═════ Extracto de la página ═════

# Blu ray no prende desde un apagon



## POLLIE (Ago 31, 2014)

Hola amigos, ojala alguien pueda orientarme, mi bluray no enciende, se fue una vez la luz y desde entonces no volve a prende, he revisado la tarjeta y parase estar bien, alguien pudiera orientarme y decirme *qu*e puede ser, yo se los agradeceria mucho.
De antemano muchas gracias


----------



## R-Mario (Sep 1, 2014)

:-\  revisa el fusible principal, si esta quemado cambiarlo por otro igual. Si la cosa funciona pues que bien y si no mejor llevarlo a que lo revise un técnico.  Me da la impresión que no conoces del tema por eso mi sugerencia. Saludos


----------



## Cdma System (Sep 1, 2014)

Ajna dijo:


> :-\  revisa el fusible principal, si esta quemado cambiarlo por otro igual. Si la cosa funciona pues que bien y si no mejor llevarlo a que lo revise un técnico.  Me da la impresión que no conoces del tema por eso mi sugerencia. Saludos




Con lo de "cambiar el fusible y ya" no estoy de acuerdo, hay que medir que todos los voltajes estén en su lugar y después decir "listo"
Sí estoy de acuerdo con que "lo lleve a un técnico" antes de que lo arruine más de lo que está, como le pasa a cientos de personas todos los días.

═════ Datos proporcionados ═════

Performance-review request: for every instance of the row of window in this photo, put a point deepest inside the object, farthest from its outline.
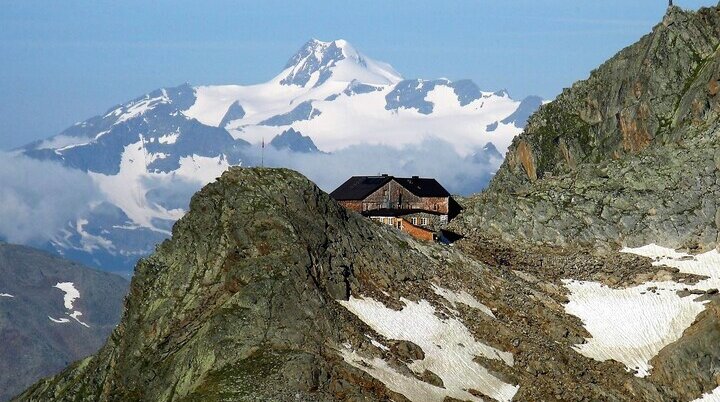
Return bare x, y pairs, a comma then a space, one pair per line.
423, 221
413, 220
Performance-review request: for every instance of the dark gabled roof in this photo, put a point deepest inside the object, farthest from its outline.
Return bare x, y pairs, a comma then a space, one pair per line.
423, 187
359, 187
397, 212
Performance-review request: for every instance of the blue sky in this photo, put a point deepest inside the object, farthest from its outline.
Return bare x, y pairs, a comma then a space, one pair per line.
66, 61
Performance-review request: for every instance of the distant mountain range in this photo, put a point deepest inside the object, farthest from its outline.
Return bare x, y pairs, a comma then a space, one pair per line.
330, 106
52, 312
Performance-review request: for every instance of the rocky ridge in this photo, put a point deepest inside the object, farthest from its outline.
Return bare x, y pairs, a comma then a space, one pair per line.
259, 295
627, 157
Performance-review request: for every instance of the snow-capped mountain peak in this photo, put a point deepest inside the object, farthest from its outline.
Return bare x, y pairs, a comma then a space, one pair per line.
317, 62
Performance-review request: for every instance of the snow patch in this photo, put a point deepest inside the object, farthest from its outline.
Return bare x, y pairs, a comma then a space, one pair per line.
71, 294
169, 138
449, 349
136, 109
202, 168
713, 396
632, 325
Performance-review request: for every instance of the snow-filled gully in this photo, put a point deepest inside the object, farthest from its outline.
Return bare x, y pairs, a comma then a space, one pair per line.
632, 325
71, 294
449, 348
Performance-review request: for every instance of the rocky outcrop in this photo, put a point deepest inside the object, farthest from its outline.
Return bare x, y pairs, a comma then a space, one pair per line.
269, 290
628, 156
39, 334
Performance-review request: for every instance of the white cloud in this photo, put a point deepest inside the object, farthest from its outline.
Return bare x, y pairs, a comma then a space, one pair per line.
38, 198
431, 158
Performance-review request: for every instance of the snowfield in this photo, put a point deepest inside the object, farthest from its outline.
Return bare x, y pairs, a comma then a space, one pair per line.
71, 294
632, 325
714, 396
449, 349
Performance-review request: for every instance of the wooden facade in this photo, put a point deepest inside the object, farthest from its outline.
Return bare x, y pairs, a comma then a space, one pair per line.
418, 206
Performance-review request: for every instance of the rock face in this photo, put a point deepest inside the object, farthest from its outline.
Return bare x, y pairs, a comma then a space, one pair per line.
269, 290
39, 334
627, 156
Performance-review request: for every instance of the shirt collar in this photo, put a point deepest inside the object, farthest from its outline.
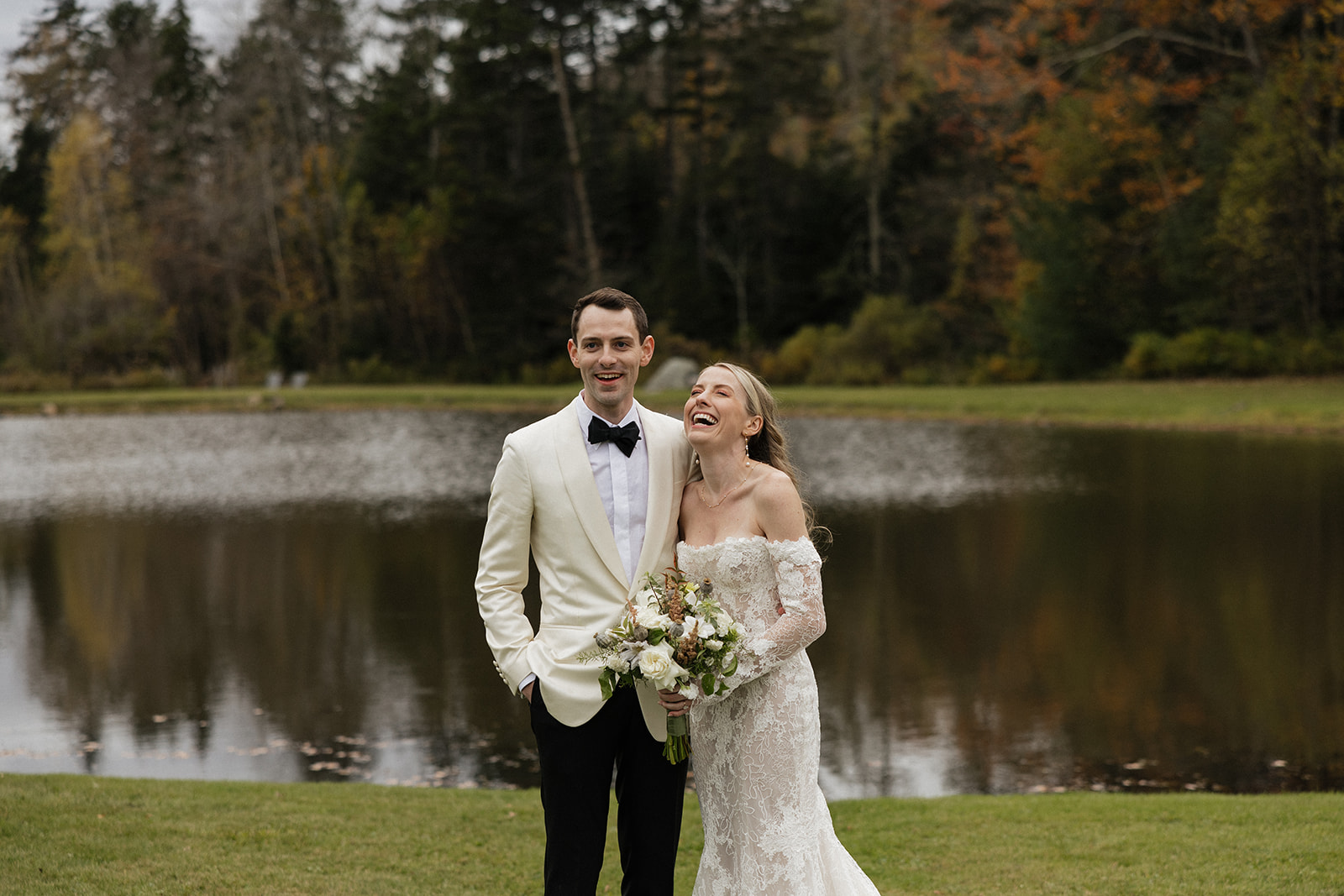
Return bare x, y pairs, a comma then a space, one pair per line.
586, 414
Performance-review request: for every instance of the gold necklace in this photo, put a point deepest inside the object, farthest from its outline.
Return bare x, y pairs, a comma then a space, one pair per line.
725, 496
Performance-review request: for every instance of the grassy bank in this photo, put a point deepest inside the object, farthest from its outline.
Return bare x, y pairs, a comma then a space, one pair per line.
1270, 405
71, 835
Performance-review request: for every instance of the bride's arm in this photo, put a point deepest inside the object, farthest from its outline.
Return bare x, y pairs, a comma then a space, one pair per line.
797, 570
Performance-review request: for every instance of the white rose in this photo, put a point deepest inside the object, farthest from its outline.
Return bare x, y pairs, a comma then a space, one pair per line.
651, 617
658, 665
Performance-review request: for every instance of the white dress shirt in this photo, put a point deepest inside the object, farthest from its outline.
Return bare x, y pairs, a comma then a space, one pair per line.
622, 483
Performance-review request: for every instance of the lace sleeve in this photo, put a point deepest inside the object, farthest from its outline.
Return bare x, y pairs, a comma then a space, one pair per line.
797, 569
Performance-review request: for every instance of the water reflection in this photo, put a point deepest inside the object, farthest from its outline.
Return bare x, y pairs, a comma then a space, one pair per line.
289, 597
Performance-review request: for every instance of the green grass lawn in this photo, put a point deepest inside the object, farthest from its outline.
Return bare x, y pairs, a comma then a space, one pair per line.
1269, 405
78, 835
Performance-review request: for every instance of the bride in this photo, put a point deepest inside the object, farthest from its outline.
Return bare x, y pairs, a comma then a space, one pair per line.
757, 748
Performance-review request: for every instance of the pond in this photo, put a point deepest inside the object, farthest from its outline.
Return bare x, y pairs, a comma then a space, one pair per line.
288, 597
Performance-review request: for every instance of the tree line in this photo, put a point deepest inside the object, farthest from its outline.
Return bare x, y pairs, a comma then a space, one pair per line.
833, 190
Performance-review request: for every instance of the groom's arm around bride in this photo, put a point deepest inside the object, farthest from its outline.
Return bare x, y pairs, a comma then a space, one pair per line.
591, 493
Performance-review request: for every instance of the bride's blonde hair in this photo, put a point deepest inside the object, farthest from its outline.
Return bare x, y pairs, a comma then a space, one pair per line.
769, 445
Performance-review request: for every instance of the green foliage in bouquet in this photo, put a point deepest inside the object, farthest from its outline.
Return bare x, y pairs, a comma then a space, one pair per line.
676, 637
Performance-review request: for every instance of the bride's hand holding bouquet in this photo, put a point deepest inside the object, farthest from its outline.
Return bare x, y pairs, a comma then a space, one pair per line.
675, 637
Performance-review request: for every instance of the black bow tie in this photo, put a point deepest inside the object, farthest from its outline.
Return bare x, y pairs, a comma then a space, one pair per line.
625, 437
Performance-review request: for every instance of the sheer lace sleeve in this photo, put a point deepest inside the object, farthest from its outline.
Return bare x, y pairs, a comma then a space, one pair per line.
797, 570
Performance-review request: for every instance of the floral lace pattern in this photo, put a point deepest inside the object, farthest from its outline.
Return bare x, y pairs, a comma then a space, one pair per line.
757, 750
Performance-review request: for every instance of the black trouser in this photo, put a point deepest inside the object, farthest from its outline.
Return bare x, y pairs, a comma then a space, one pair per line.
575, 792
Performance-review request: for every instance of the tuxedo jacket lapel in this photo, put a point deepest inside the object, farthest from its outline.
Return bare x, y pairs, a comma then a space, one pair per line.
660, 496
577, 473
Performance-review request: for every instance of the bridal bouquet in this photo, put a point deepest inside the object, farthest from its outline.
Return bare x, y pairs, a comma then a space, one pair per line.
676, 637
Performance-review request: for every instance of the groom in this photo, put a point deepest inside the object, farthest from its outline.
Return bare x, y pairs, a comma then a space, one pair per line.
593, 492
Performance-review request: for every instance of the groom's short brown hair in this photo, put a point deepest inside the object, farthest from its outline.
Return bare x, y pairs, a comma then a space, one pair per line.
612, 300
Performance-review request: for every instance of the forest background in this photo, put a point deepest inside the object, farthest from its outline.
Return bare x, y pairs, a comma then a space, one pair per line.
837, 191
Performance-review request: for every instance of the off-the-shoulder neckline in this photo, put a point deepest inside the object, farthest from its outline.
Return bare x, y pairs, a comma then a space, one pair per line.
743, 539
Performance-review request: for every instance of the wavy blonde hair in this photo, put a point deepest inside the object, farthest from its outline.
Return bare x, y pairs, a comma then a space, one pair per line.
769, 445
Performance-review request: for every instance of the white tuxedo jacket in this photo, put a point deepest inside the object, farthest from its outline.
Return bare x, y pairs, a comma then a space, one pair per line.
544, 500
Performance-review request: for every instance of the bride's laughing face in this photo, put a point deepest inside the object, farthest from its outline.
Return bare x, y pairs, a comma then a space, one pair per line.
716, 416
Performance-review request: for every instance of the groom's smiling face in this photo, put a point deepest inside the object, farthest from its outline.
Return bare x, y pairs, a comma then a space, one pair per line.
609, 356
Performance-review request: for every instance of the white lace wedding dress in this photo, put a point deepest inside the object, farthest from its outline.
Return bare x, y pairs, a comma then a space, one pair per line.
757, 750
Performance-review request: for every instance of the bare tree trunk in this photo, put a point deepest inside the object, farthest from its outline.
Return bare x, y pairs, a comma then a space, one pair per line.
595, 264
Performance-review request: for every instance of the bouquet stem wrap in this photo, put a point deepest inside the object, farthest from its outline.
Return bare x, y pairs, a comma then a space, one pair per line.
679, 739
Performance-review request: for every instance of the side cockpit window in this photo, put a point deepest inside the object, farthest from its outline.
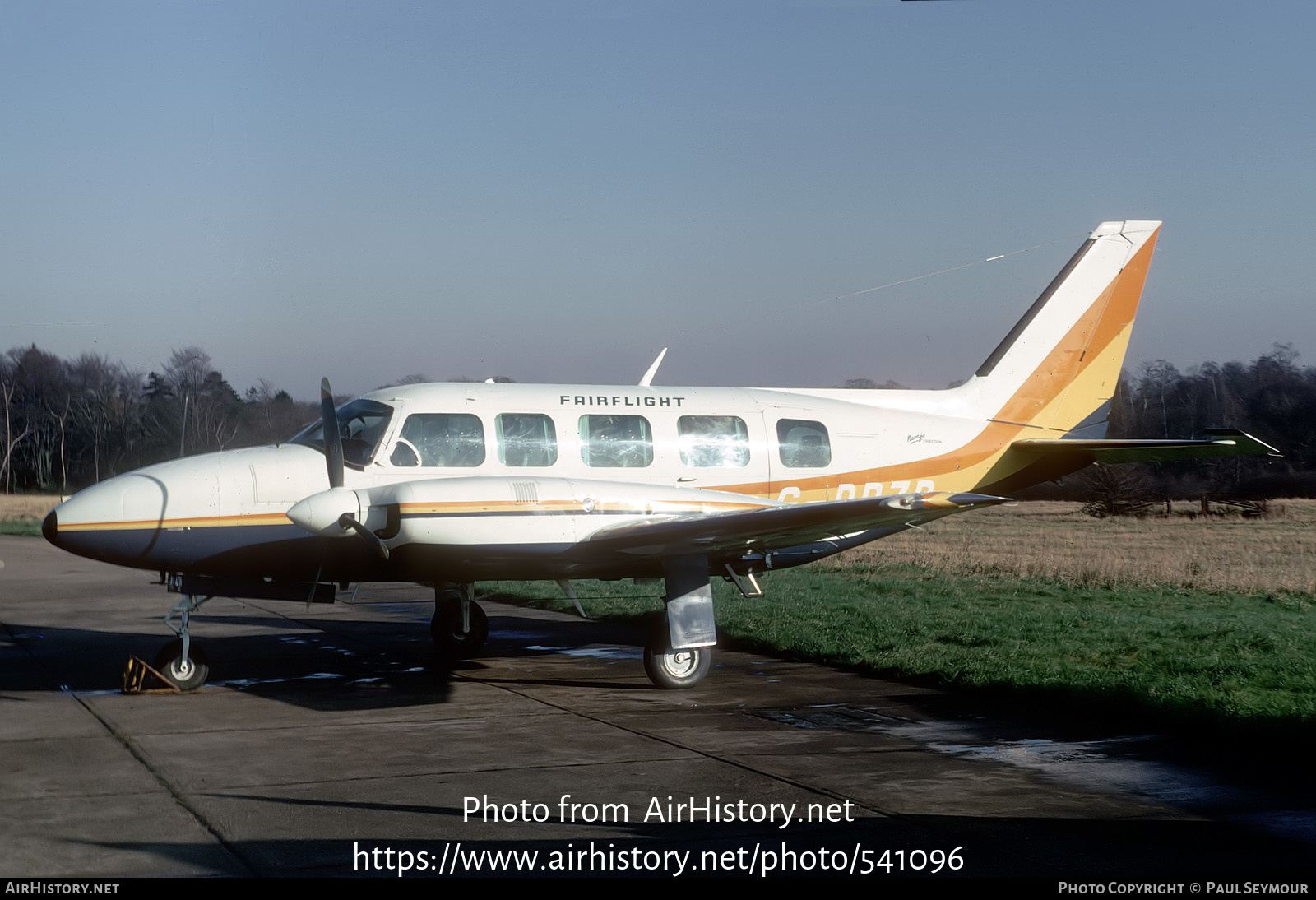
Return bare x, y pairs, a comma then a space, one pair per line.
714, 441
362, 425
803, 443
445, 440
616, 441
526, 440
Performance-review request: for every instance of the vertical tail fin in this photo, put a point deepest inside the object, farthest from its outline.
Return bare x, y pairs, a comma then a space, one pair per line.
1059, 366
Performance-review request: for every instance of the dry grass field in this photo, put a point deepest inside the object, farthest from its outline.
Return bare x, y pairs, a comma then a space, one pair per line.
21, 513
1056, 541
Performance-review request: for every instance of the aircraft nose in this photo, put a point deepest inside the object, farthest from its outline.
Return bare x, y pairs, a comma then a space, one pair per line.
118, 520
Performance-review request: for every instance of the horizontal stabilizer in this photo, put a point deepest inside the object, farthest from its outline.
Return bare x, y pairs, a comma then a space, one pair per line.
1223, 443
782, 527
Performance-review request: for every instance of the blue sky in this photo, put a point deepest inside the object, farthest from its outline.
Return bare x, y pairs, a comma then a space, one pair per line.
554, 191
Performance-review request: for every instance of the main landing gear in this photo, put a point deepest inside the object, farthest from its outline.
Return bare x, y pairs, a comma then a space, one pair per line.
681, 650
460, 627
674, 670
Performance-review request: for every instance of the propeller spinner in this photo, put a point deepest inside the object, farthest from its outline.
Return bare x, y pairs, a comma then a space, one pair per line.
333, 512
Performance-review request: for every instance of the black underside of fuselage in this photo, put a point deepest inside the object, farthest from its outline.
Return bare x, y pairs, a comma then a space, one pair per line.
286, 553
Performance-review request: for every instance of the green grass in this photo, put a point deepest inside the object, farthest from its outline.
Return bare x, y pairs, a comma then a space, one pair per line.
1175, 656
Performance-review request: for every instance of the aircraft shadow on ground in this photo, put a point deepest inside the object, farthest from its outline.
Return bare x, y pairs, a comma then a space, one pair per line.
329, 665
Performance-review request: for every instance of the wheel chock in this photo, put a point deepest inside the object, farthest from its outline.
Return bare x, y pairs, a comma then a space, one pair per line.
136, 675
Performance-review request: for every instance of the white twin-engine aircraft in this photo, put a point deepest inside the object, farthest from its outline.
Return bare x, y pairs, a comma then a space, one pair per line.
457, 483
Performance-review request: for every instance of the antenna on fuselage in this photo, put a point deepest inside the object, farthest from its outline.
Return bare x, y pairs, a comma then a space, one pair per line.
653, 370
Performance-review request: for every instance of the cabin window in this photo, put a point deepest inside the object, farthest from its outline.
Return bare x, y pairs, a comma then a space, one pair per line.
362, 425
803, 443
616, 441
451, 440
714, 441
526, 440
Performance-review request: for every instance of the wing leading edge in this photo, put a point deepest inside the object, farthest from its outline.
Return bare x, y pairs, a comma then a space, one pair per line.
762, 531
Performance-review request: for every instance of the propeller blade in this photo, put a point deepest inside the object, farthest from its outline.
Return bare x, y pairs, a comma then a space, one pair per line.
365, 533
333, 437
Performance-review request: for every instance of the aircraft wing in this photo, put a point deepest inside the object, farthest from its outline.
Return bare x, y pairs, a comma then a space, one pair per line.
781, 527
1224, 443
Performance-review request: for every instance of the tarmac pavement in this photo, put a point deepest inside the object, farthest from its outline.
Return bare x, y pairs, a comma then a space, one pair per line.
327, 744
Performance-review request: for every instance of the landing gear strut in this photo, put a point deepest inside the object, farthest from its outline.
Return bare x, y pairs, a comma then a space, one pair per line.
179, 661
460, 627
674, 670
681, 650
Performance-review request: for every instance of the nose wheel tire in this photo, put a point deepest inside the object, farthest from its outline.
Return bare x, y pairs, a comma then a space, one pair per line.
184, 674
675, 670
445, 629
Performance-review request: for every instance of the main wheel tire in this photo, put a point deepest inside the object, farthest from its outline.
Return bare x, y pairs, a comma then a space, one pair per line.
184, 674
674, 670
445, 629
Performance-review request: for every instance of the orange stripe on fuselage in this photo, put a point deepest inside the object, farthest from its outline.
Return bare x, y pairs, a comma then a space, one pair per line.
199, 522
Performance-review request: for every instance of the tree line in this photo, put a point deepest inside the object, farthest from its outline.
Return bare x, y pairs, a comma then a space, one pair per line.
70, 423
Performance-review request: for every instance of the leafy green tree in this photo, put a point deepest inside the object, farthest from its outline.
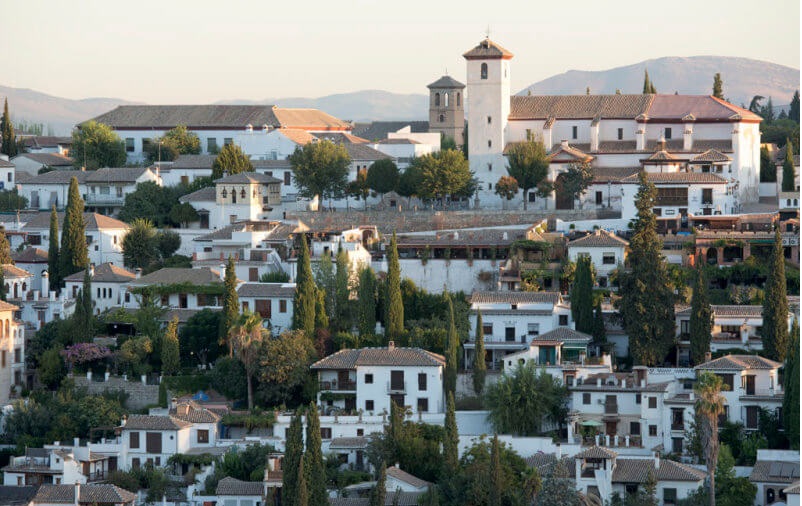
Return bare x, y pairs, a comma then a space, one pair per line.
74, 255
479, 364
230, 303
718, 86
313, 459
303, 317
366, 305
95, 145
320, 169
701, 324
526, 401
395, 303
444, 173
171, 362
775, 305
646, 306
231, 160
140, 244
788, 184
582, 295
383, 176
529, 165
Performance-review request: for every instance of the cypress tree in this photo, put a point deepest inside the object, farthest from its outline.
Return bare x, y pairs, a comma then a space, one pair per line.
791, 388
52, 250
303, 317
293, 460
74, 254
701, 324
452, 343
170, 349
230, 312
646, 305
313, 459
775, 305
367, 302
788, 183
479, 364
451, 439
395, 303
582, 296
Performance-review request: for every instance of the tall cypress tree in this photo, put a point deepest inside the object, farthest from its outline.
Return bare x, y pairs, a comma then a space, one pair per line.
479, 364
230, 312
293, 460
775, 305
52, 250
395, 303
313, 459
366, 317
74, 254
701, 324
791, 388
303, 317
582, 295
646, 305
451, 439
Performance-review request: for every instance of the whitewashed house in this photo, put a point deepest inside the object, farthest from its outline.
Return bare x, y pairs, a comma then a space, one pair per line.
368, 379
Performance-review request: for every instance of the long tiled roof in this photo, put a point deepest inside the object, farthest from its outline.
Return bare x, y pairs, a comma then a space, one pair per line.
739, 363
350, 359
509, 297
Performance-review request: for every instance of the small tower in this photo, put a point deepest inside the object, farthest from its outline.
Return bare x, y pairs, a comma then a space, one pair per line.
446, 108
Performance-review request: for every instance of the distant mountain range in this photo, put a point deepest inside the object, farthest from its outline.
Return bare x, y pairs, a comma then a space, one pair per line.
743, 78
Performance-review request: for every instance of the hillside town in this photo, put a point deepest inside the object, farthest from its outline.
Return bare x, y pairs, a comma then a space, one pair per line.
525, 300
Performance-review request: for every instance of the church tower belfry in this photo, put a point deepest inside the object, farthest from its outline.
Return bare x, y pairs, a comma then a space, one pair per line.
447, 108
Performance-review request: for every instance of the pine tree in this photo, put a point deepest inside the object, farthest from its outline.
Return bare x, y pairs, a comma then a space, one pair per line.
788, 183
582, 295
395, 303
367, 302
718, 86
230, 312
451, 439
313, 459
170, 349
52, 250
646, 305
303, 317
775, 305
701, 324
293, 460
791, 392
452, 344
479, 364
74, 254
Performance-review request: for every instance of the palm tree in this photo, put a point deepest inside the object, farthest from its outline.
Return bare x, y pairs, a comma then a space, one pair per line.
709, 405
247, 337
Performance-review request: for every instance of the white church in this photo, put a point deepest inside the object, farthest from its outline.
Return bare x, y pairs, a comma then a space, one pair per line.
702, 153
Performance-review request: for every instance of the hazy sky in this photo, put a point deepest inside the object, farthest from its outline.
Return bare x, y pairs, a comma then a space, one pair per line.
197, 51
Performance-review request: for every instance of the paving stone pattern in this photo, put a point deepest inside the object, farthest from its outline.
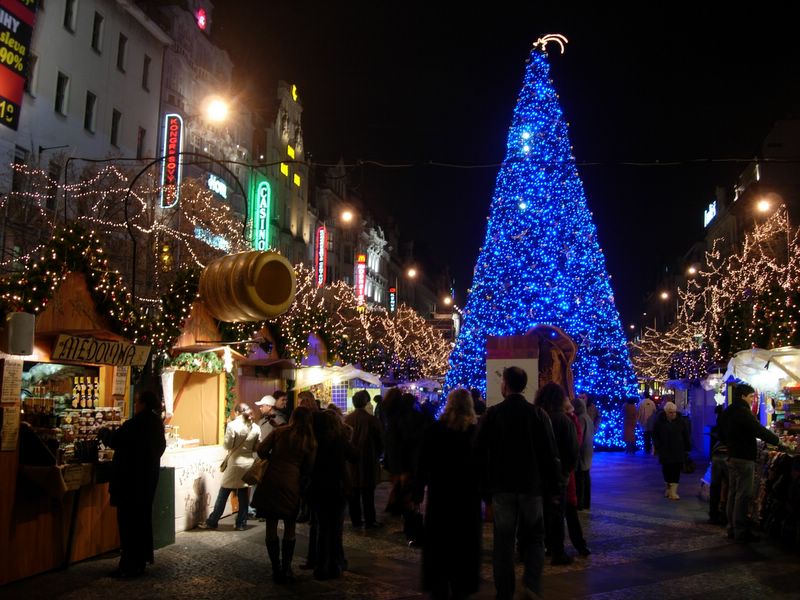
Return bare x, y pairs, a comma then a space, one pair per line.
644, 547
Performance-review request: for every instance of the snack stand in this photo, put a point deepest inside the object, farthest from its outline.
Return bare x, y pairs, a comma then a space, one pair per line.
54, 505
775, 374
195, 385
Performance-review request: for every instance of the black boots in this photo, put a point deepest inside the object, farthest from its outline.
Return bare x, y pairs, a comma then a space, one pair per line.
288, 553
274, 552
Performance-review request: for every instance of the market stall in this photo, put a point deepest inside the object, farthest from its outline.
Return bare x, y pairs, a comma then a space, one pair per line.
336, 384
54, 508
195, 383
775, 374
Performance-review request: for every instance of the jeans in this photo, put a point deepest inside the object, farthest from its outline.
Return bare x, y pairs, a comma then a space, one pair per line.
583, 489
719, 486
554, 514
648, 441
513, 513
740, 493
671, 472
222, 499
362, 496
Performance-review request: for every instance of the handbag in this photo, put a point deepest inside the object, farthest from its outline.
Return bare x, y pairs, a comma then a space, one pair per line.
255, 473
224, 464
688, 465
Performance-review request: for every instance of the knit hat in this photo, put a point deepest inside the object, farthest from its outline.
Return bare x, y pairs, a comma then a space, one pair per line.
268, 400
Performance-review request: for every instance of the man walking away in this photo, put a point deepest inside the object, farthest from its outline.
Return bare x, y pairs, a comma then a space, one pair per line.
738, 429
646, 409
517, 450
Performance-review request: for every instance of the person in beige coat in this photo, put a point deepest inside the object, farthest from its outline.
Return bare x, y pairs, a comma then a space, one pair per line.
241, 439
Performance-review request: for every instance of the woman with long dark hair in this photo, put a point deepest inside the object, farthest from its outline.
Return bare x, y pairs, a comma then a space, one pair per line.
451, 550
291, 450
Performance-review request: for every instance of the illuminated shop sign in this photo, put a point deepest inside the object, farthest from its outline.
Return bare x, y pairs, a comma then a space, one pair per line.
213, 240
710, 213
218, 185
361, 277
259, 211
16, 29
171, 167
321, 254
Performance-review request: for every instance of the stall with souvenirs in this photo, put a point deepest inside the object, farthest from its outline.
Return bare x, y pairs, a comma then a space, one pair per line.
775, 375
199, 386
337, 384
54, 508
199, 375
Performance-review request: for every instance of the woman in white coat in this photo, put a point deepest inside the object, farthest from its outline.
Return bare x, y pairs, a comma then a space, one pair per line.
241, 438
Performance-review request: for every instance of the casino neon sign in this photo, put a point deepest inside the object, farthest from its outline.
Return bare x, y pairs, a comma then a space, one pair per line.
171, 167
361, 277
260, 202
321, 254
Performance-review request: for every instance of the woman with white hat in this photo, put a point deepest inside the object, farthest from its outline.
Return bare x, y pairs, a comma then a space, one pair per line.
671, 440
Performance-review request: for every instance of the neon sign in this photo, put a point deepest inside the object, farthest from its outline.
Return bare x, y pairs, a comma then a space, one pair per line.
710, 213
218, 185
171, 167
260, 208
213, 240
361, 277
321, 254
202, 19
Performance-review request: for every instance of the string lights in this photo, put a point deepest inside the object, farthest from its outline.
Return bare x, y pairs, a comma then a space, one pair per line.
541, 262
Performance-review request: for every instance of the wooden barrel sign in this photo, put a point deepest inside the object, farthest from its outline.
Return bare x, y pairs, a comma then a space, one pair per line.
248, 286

═════

Por favor, transcribe del hilo sobre el Blu-ray el tramo que se abre con las palabras que contienen "Hola amigos, ojala" y se cierra con "R-Mario (Sep 1, 2014)". Los registros no guardan relación alguna con el hilo sobre el Blu-ray.

Hola amigos, ojala alguien pueda orientarme, mi bluray no enciende, se fue una vez la luz y desde entonces no volve a prende, he revisado la tarjeta y parase estar bien, alguien pudiera orientarme y decirme *qu*e puede ser, yo se los agradeceria mucho.
De antemano muchas gracias


----------



## R-Mario (Sep 1, 2014)